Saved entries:
↓↓↓

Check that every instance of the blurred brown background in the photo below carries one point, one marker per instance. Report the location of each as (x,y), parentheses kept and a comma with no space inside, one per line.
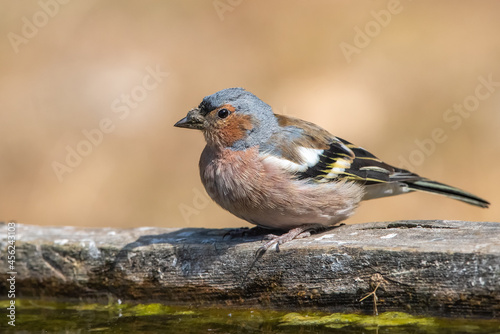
(67,69)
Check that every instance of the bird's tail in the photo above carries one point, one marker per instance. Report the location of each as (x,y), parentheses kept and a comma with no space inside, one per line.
(446,190)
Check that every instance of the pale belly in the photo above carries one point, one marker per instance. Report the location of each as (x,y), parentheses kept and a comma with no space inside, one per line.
(266,196)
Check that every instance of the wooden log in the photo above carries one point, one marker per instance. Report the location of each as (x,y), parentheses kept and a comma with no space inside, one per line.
(443,268)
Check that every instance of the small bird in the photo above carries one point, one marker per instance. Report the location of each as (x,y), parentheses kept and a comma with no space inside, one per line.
(284,173)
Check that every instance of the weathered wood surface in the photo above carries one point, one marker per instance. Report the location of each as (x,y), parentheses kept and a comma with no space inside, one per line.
(445,268)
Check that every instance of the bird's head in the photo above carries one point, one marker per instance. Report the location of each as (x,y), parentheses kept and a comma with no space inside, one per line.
(232,118)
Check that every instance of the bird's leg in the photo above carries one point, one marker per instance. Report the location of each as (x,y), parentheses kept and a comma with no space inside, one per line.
(246,232)
(300,232)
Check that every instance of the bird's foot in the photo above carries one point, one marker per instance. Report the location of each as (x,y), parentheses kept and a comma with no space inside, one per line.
(300,232)
(245,232)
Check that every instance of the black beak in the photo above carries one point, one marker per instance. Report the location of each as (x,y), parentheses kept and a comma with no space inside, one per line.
(193,120)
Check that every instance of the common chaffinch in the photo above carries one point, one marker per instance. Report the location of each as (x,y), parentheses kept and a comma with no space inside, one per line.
(280,172)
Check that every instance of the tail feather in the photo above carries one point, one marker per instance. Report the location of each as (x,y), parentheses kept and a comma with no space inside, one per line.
(448,191)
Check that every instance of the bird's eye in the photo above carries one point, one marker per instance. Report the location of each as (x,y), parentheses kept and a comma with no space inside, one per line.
(223,113)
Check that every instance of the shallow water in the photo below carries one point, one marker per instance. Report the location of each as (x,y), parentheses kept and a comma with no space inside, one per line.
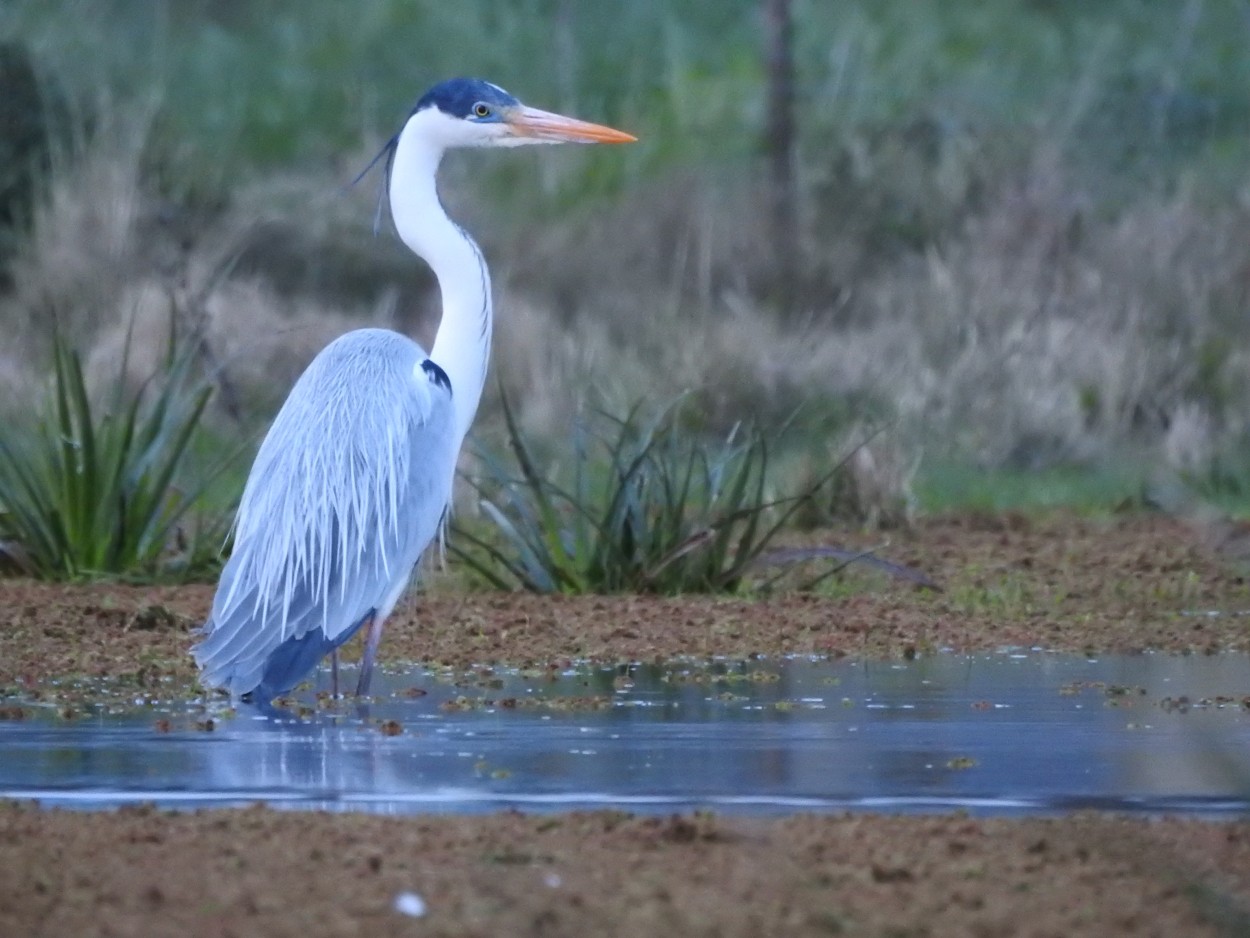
(1003,733)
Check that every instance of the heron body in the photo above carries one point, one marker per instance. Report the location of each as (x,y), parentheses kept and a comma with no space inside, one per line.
(354,477)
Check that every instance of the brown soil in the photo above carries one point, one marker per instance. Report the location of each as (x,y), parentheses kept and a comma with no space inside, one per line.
(1120,584)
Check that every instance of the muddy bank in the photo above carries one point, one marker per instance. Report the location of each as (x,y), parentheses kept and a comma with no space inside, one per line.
(1065,584)
(263,872)
(1123,584)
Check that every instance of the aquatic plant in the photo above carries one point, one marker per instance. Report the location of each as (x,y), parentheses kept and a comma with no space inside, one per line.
(645,505)
(93,488)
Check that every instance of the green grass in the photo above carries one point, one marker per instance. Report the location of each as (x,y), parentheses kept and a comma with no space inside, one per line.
(248,85)
(93,488)
(1084,489)
(643,507)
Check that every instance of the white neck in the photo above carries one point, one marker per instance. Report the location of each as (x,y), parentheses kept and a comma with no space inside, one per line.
(463,345)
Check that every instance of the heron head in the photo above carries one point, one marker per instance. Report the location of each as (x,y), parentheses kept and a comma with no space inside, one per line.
(475,113)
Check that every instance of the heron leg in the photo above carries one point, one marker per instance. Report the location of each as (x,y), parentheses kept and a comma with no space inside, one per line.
(373,639)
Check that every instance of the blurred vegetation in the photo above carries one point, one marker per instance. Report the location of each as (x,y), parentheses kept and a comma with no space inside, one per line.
(91,488)
(1025,225)
(641,507)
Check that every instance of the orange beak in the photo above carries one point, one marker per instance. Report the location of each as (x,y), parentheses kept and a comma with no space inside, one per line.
(555,128)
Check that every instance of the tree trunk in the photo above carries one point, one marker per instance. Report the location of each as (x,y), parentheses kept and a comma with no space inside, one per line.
(779,145)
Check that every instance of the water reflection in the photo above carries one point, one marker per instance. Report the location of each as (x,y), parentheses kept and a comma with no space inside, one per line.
(995,733)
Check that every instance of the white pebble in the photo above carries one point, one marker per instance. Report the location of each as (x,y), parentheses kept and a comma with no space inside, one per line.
(410,904)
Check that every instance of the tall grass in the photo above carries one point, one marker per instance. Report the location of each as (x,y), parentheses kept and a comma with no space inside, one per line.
(1025,228)
(93,488)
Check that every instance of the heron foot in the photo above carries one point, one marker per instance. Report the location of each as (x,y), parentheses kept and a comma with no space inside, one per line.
(373,639)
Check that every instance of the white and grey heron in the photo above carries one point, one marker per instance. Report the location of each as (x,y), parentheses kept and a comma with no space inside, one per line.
(353,480)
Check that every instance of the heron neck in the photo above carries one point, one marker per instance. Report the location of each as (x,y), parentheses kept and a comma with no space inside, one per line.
(461,347)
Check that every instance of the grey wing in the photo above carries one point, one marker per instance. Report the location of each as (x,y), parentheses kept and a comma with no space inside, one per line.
(345,494)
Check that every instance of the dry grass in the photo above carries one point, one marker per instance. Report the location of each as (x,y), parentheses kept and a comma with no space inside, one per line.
(1029,327)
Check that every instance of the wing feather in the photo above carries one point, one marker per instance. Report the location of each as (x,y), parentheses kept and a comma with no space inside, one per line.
(348,489)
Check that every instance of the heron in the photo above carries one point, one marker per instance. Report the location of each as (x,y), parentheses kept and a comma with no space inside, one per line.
(353,480)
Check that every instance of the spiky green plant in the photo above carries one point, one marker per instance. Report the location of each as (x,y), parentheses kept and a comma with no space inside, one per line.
(645,508)
(90,489)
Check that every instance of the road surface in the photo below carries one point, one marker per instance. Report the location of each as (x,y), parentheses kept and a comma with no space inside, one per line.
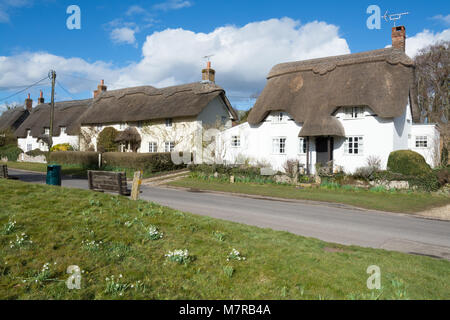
(328,222)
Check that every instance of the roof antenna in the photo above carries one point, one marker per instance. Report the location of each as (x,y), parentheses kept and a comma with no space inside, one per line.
(394,17)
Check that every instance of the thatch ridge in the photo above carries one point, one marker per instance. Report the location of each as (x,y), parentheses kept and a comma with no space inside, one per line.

↑↑↑

**What to do:**
What is needed is every record above, returned exactly, with the pictures omitted.

**Reply:**
Check that every instance of the blurred brown background in the photo below carries one point, one marker per instance. Report the location of each as (x,y), parentheses kept and a comma with no space inside, one per line.
(67,69)
Check that every instance of the bird's tail in the photo above carries one point, one marker per instance. Report the location of each as (x,y), parentheses kept and a comma with no space inside, one per line.
(446,190)
Check that every instance of the pale belly in the photo above carries one point, one marker per instance. Report the location of each as (x,y), parentheses kept and a comma with no space inside, one per line.
(266,196)
Check that every instance of the wooden log in the photo above carries one point, one marker per instance. Report the location of each as (x,y), parentheses kept and a comma with no space inside, one per line.
(443,268)
Check that every instance of the small bird in the photo above carries one point, one marker per instance. Report the location of each as (x,y), parentheses kept and a comma with no space inside, one per line.
(284,173)
Check that every instance of the weathered wood surface in the photo above carries one point, one marker per instance. Report the location of each as (x,y), parentheses kept and a comma with no space inside, one per line.
(445,268)
Check that every instance of the bird's head in the photo above carries one point, one marker per instance. Report the location of each as (x,y), parentheses kept and a comma with no space inside, one per line.
(232,118)
Check that every instance of the bird's leg in the photo above carries one point, one marker per instance. Report the location of each as (x,y), parentheses kept and a comma with no space inside, one per line.
(246,232)
(300,232)
Check that every instance of the bird's foot in the photo above carries one point, one marker per instance. Report the location of each as (x,y), parentheses kept and a comma with no space inside, one per line.
(300,232)
(245,232)
Check that every instance of the black beak in the photo above carries one point, one marker per instance. Report the location of each as (x,y), parentheses kept and a comma with no space inside, one per line.
(193,120)
Check that every instance of the common chaffinch in the photo above carries one point, one marker per instance. Report the location of each as (x,y), parentheses kept and a comma with no space inside, one per line.
(280,172)
Check that every instance of the tail feather in the photo above carries one point, one marker per instance. Report the location of each as (x,y), parentheses kept and a comma with no space inside, one per line.
(448,191)
Check that every instance of the bird's eye in the photo above carries one point, one marker per instance. Report the location of each as (x,y), parentheses kept and a comma with no space inside, one per line.
(223,113)
Check that every instance of the shallow water in the photo below carries one point, one marker per instance. Report the location of each as (x,y), parentheses kept and a comma with no space inside, one per line.
(1003,733)
Check that every instance of the heron body in the photo above carries one point, one marker per instance. Report the location of each as (x,y), parentheses kept and a comma with no space inside, one per line.
(354,477)
Check that every instance of the brown soil in the photo above carries one point, one marker per instance. Report the location of each as (x,y), parentheses kept and a comma with no space inside, one per line.
(1120,584)
Check that every instance of the muddy bank in the photo above carries one point, one marker per instance. Report the location of each as (x,y), parentheses kept and a comma with no space inside, one per line.
(1065,584)
(263,872)
(1123,584)
Check that every instance of the aquatic plant in the photo above carries one point, one marker per instance. Report the location of each as (x,y), parentheses kept and a comma with no space inside, one per line.
(645,505)
(93,488)
Check that every instance of the green grass in the photo above carries one point, one marker per instance. Report the location of each as (x,y), parentheses kept and a comma with no space inside, one per line.
(248,85)
(93,488)
(1084,489)
(643,507)
Check that every instance of the white neck in the photo above carries one point, one marker per instance. Report the location of each as (x,y), parentheses kept and a comma with no space inside, one per line.
(463,345)
Check that every instance of the heron head in the photo above carries one point, one marker per instance. Report the location of each as (x,y), parentheses kept and a comma with no space inside, one per line.
(475,113)
Check that every instance of the heron leg in the photo above carries one point, one marker per instance. Report the location of each as (x,y), parentheses kept and a comma with no space inside, one per line.
(373,639)
Check that every instance of the blurred vegetation in the photo above carries one point, one marker per instance. Report the location of each as (x,y), parentheses kept and a comma with no space inside, one per line.
(91,488)
(1025,225)
(641,507)
Check that every instance of the orange beak in the photo above carries one point, one marker per instance. Report the location of each as (x,y), parentheses kept and a comma with no space inside, one per line.
(555,128)
Check that every instance of the tree trunk in the photo above carries one point, one marker per instance. Report the location of each as (x,y), parentheses kept and a comma with no space inside, one per line.
(779,145)
Check that every instance of the water reflection in the photo above carries one point, one marker per instance. Report the location of each as (x,y), parentheses kept and a comma with no space inside, one per line.
(995,733)
Check that every instance of the white pebble in the photo above carries one point, one marker per instance. Report the location of each as (x,y), parentheses kept and a comma with no space inside, one per line.
(410,904)
Check that every instance of the tall grass in the photo above carries one point, one marker per instance. Report the location of each as (x,y), parentheses kept and a comma with no space inside, one per line.
(1025,228)
(93,488)
Check that every instance of the heron foot in the photo above carries one point, one marker per instance. Report the location of each as (x,y), parentheses kept and a comma with no space inside, one per line.
(373,639)
Check that every instance of the white and grey heron in the photo above carries one point, one marker per instance. Report the location of each as (x,y), parentheses kept and a comma with no space inside, one per line.
(353,480)
Check that every instance of the heron neck in the photo above carries one point, one marker per instance. Report the location of each as (x,y), parentheses kept and a comma with no space inside, one per line.
(461,347)
Check that every instance of the grey wing in the photo above carries one point, one marker per instance. Report the location of each as (x,y), parentheses kept and a comma with no space inside, one per line.
(345,494)
Check that every instance of the dry grass in the photo above carries one point, one marker per instance. Report the location of each as (x,y), parentheses kept and a comma with no space inside, one per line.
(1029,327)
Check that every instance of the wing feather in the photo above carries one point, one marker per instance. Report the location of each as (x,y), parentheses kept and a comma with no space inside, one per line.
(348,489)
Check that every instance of the heron in the photo above carries one point, one marker per instance. Report the location of each as (x,y), parentheses kept and a comma with no space inside, one per line.
(353,480)
Check that every instance of the spiky green plant in the photo above carries one point, one marker per instance. Report the location of each as (x,y), parentheses kept and a comma with no space inside, one per line.
(645,508)
(90,489)
Check that every instance of the road surface in the photo below carries one point, one marker per instance. Report the location of each as (x,y), parentheses kept and a comma with no space inside, one per line.
(328,222)
Check that every instance of the roof antenna in the photo above carries one point, one marker per instance. Report the location of each as (x,y), parentheses kept and a comma with no space inside, one per line.
(394,17)
Check that every instance of the thatch ridge in the photo above carries one point, one marker per instance. Report the location of each as (x,y), parentheses kept and a comma with no space inside, one per line.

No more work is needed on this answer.